• Penggalan Teks:
* * * *

FAKULTAS KEGURUAN DAN ILMU PENDIDIKAN

UNIVERSITAS LAMBUNG MANGKURAT

BANJARMASIN

2012

 

Kata Pengantar

Puji dan syukur penulis panjatkan ke hadapan Tuhan yang Maha Esa, karena berkat rahmat dan karunia-Nyalah makalah kami yang berjudul “Wacana” dapat terselesaikan tepat pada waktu yang telah ditentukan.

Pada kesempatan ini, tidak lupa penulis mengucapkan terima kasih kepada Ibu Noor Cahaya, S.Pd, M.Pd selaku dosen pembimbing mata kuliah Linguistik Umum yang telah bersedia memberikan bimbingan dan arahan.

Kami menyadari bahwa makalah ini masih jauh dari sempurna baik dari segi isi maupun dari segi penyusunannya. Hal tersebut dikarenakan keterbatasan dalam hal pengetahuan dan pengalaman. Oleh karena itu, kami mengharapkan kritik dan saran yang bersifat konstruktif dari pembaca demi kesempurnaan kami ini.

Akhir kata, semoga makalah kami ini dapat bermanfaat bagi pembaca khususnya bagi mahasiswa jurusan Pendidikan Bahasa dan Sastra Indonesia.

Penulis

DAFTAR ISI

Kata Pengantar

Daftar isi

PENDAHULUAN

    1. Latar Belakang

    2. Rumusan

    3. Tujuan

    4. Manfaat

KAJIAN PUSTAKA

2.1 Pengertian Wacana

2.2 Jenis-jenis Wacana

2.3 Kohesi dan Koherensi

 

PENUTUP

3.1 Simpulan

 

DAFTAR PUSTAKA

 

 

 

 

 

 

 

 

PENDAHULUAN

    1. Latar Belakang

Ada tiga kelompok pengertian wacana, yakni pengertian wacana yang dikembangkan oleh aliran struktural, fungsional, dan struktural-fungsional (Schiffrin, 1994:23-41). Menurut aliran struktural, wacana merupakan organisasi bahasa di atas tataran kalimat atau klausa (Stubbs, 1983:10). Wacana merupakan unit-unit bahasa yang lebih besar dari klausa atau kalimat. Kridalaksana (1984:208), misalnya, menegaskan bahwa wacana merupakan satuan bahasa terlengkap dan tertinggi, dalam hierarki satuan gramatikal.

* * * *

• Data:
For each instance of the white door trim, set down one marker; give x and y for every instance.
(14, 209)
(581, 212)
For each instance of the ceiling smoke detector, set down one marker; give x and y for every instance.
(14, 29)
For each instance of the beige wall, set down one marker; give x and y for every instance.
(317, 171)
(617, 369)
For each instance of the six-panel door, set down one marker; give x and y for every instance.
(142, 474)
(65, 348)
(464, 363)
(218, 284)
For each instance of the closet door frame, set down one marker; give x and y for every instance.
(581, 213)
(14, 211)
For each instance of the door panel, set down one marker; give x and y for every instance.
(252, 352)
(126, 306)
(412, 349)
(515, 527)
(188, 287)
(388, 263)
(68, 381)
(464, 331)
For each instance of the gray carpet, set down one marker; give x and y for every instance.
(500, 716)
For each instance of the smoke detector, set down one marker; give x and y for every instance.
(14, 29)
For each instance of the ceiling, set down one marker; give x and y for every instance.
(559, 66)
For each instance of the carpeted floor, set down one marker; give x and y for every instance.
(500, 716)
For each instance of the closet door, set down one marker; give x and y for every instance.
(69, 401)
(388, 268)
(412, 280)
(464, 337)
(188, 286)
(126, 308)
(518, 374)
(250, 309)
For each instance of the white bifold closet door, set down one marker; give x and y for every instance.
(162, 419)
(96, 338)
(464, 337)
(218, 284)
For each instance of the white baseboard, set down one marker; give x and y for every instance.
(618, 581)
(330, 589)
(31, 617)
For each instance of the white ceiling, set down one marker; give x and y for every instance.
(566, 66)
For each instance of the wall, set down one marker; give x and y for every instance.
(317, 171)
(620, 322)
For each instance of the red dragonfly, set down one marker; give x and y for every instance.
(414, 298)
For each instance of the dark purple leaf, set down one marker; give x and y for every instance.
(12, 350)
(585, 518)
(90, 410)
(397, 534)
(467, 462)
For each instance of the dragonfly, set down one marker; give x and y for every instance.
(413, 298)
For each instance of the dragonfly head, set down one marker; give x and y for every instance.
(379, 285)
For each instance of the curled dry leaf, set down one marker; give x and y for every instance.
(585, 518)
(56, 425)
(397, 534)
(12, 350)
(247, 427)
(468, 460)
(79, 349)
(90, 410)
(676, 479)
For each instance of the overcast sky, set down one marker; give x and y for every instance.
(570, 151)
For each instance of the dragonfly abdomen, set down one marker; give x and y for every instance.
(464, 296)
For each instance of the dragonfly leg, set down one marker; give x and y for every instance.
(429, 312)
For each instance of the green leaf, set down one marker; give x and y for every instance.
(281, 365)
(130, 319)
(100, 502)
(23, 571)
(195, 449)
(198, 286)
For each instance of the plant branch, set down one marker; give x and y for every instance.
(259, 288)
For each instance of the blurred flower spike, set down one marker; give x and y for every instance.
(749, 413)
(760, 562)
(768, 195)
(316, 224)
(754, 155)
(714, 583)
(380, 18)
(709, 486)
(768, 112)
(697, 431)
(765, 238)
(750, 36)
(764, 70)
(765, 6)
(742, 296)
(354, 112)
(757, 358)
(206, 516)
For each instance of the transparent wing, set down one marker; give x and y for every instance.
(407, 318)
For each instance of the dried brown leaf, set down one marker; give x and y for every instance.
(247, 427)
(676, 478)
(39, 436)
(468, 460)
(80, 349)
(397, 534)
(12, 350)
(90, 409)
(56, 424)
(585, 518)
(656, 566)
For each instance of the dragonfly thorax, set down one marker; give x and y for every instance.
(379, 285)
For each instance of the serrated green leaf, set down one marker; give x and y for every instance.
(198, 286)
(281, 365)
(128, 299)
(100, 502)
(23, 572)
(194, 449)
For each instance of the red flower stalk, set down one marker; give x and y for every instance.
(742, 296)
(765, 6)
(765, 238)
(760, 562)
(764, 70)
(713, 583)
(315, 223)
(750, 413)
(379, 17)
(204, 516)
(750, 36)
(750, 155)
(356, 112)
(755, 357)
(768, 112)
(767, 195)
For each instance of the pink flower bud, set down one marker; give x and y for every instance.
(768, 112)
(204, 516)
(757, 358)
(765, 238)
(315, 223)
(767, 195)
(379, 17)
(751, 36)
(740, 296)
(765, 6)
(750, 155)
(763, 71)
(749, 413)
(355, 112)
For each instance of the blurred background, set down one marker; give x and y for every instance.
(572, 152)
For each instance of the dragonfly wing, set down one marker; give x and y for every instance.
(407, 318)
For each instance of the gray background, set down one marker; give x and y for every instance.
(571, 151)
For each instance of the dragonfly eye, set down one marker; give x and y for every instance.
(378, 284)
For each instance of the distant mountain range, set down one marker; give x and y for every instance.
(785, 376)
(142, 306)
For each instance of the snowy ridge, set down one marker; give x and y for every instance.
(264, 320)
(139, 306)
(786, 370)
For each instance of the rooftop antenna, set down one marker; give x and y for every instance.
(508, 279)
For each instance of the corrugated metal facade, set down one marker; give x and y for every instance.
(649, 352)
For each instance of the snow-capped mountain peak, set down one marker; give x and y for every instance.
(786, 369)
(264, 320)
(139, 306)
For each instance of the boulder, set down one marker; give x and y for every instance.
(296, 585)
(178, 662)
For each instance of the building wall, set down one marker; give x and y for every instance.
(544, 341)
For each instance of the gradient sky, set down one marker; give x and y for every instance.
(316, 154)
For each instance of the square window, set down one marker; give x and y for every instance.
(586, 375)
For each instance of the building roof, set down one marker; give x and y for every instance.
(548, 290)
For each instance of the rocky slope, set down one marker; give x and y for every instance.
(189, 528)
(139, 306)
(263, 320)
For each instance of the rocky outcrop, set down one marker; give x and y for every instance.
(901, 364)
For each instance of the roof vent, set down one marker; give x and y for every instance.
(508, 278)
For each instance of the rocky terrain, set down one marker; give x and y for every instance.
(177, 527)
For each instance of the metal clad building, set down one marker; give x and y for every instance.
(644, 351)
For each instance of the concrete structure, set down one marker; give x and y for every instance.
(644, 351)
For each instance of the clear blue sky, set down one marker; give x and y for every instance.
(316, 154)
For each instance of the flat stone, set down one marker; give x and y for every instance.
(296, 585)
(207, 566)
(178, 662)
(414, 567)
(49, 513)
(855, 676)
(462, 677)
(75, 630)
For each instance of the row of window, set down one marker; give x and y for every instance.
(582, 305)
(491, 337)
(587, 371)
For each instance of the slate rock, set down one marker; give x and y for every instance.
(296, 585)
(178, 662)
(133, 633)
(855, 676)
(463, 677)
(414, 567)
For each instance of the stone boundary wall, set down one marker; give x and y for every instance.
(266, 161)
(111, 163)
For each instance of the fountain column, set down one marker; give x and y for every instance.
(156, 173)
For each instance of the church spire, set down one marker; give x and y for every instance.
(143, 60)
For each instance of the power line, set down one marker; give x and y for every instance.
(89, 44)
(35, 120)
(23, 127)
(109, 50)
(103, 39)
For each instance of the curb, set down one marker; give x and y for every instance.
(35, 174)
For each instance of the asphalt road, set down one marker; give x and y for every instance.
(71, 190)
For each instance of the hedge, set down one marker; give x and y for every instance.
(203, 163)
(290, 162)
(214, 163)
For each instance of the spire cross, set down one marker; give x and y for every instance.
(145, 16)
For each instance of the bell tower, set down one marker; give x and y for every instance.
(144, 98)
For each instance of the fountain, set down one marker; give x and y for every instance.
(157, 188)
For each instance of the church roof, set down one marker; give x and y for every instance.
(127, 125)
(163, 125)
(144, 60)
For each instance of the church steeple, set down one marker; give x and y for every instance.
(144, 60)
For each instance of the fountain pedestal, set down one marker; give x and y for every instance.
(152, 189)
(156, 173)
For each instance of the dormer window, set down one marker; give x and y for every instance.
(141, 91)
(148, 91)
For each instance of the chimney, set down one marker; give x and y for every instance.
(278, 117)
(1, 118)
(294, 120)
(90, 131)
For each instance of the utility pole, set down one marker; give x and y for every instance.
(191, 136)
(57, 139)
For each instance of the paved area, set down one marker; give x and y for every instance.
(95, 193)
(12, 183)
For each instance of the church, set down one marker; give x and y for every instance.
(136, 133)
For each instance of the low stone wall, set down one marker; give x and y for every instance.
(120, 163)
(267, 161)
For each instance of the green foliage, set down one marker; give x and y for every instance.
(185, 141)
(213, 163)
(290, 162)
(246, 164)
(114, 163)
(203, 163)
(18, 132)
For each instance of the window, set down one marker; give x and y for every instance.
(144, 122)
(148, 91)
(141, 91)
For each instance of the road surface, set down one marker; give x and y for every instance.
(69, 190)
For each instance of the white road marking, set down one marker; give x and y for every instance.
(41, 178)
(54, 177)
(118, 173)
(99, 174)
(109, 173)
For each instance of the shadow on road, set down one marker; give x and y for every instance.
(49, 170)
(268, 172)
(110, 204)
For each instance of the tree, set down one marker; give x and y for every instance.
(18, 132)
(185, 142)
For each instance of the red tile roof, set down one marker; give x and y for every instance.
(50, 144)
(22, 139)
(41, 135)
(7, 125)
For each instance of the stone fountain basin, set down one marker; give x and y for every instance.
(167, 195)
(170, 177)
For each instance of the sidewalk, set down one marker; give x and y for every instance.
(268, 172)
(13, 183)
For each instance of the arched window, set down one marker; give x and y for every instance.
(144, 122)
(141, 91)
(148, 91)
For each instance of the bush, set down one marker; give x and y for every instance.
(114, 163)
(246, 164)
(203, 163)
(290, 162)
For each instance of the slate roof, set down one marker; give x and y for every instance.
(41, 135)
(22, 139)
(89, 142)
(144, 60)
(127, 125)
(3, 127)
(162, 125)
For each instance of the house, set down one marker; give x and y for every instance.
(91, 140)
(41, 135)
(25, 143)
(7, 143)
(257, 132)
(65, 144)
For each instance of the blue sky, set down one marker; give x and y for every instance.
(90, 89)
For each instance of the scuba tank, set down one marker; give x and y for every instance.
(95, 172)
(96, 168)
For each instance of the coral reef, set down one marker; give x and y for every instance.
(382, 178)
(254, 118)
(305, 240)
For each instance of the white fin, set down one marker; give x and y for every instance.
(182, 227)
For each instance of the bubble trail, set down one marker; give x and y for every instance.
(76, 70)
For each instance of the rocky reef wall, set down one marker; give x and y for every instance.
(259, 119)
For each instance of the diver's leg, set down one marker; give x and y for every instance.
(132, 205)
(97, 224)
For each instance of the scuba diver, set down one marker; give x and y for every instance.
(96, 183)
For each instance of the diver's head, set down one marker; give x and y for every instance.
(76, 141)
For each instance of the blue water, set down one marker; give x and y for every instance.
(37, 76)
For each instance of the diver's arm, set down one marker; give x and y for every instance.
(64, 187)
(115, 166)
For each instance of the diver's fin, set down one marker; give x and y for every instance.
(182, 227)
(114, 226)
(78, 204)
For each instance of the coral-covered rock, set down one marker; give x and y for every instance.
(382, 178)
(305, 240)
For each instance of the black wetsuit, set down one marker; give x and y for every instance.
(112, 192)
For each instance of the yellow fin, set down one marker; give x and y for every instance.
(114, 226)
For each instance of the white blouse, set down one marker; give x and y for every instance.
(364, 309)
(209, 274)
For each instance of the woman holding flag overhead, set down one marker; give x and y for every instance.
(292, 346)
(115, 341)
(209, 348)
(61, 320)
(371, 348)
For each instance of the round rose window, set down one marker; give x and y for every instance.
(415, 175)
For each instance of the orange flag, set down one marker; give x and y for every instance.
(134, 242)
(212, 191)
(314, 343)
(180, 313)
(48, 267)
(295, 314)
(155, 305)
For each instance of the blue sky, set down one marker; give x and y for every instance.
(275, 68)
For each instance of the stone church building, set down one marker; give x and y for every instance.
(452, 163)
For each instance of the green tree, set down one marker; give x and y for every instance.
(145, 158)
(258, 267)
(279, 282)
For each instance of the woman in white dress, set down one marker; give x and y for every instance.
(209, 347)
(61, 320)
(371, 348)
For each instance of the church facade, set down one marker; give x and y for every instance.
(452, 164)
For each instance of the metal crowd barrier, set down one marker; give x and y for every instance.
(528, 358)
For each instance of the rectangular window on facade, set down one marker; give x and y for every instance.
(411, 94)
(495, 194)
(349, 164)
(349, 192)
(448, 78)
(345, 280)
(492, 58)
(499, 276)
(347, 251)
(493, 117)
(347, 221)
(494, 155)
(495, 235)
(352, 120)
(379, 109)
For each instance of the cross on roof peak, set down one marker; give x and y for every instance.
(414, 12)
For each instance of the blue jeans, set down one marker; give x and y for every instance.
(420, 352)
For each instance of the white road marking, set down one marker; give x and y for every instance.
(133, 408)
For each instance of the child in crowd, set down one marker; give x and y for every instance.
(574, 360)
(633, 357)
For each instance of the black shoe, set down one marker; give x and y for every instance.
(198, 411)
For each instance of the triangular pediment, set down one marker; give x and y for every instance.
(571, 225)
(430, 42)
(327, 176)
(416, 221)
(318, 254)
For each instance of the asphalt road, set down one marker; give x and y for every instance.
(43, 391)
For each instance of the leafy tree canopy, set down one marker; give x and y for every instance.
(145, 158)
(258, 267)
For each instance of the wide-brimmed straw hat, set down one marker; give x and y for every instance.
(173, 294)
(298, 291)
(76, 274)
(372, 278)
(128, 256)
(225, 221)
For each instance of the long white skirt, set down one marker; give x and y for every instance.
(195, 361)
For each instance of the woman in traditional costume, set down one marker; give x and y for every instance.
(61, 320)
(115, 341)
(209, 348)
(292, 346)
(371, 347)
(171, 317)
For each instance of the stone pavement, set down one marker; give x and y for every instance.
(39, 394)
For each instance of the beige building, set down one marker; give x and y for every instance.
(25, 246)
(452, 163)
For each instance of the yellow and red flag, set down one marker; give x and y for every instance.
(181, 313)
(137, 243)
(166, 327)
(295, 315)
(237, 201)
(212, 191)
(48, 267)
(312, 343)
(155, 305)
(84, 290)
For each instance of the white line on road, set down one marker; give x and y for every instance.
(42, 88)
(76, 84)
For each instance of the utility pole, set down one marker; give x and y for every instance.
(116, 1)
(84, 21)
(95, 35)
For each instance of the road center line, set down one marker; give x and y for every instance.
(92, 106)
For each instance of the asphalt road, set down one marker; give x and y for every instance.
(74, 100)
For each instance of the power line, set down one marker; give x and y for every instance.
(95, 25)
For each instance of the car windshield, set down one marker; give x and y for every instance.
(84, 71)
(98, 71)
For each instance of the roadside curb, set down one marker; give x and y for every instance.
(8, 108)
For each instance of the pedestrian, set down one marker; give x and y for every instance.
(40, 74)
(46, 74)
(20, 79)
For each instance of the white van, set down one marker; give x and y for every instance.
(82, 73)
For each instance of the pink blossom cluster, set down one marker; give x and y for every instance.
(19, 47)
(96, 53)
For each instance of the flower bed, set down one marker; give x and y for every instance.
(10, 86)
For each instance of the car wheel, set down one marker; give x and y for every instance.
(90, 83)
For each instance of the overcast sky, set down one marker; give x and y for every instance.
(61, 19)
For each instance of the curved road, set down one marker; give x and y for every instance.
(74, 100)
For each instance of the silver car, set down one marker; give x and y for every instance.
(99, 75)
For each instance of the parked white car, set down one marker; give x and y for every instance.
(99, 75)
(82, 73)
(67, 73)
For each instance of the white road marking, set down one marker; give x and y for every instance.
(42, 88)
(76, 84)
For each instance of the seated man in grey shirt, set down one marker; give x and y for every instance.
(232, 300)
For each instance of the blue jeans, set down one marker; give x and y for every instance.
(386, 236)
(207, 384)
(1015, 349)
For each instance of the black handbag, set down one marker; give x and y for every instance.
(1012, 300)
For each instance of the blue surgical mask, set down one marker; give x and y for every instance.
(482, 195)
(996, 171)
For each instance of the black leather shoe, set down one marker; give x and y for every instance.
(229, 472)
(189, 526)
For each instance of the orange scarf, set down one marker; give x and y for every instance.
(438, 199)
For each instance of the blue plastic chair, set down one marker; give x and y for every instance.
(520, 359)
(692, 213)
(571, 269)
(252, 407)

* * * *

• Petunjuk dan Ketentuan: Lanjutkan penggalan makalah tentang wacana setelah kalimat terakhir yang tercantum. Entri-entri tersebut tidak diperlukan dalam pengerjaan ini.

• Contoh Penyelesaian:
Pengertian wacana menurut pakar linguistik Indonesia, tergolong jenis struktural, yakni mengartikan wacana sebagai  rentetan kalimat yang berkaitan yang menghubungkan proposisi satu dengan proposisi lain sehingga membentuk kesatuan. Badudu (2000), misalnya,  mengartikan wacana sebagai rentetan kalimat yang berkaitan, yang menghubungkan proposisi satu dengan yang lainnya, yang membentuk satu kesatuan sehingga terbentuk makna yang serasi di antara kalimat tersebut. Wacana merupakan kesatuan bahasa terlengkap dan tertinggi di atas kalimat dengan koherensi dan kohesi yang berkesinambungan yang mempunyai awal dan akhir yang jelas, yang disampaikan secara lisan ataupun tulis.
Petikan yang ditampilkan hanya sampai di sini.